Exactly as they stand, set down the following records once more.

Excerpts from a dataset ▸
----
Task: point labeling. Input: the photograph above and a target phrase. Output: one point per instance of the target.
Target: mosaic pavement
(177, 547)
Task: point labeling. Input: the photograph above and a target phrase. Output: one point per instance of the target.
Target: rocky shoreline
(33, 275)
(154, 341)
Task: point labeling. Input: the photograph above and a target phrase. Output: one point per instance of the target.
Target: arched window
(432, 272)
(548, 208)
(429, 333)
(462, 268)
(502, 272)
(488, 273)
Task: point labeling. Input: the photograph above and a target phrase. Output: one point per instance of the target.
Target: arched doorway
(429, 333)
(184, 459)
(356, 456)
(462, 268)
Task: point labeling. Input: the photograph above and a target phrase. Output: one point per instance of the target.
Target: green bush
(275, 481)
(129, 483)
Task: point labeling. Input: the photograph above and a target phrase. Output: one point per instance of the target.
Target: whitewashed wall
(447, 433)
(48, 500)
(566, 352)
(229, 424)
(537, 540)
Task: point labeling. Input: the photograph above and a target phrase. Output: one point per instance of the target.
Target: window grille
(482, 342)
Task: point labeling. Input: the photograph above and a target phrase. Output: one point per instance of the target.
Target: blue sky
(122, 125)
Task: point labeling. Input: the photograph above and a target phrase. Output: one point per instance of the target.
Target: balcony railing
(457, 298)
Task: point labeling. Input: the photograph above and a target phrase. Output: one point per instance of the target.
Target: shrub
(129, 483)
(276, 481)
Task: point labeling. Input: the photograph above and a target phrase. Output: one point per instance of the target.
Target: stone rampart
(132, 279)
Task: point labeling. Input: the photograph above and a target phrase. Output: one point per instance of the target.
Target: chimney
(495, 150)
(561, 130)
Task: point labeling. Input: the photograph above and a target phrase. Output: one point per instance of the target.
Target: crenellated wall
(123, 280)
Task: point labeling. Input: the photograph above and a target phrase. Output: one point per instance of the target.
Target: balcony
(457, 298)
----
Output ▸
Task: point labeling. Input: the photograph above and a target phrase. Output: one point per instance of the target.
Target: mosaic pavement
(177, 547)
Task: point labeling. Input: the photograph above and a target phrase. Output: one point per instance of the target.
Target: rocky shoreline
(33, 275)
(154, 341)
Task: point labeling. Input: the photograph above and a target phrase. Output: one point per instance of the target.
Target: arched window
(432, 272)
(548, 208)
(429, 333)
(462, 268)
(502, 272)
(488, 273)
Task: point labeling. Input: the photograph above and a target phrase. Output: one point per instance of the target.
Target: arched doorway
(429, 333)
(184, 459)
(356, 456)
(462, 268)
Task: point labeling. Input: the photograph above and a target phrase. Output: one point per instance of the target.
Target: green bush
(275, 481)
(129, 483)
Task: point labeling. Input: the photograph above and a target phrase. Output: one point per instance of the target.
Target: whitewashed wall
(447, 433)
(48, 500)
(566, 352)
(229, 424)
(537, 540)
Task: point labeling. Input: the photograph above and a target phrase. Output: one point per instance of the target.
Target: window grille
(482, 342)
Task: point labeling. Input: the photograph above and a target phrase. Output: one point per instance of the target.
Target: blue sky
(122, 125)
Task: point labeling. Input: the photograph above and a target phrase. Output: one point per instance of the target.
Target: balcony railing
(457, 298)
Task: point labeling. Input: the photograph above and a target phrase. Output: one point per instance of the target.
Target: shrub
(129, 483)
(276, 481)
Task: point labeling. Input: the photograph above and a target phrase. Output: one point per instance of the target.
Target: stone rampart
(132, 279)
Task: point labeling. Input: the photograph above and a target phrase. Output: one point per instance of the target.
Target: chimney
(495, 150)
(561, 130)
Task: point labeling. Input: the photograph above and a target phrase. Output: one point per instance of the target.
Target: crenellated wall
(123, 280)
Task: point labeling. Input: the photograph above and a target phrase. Output: one point per instance of the target.
Target: balcony
(457, 298)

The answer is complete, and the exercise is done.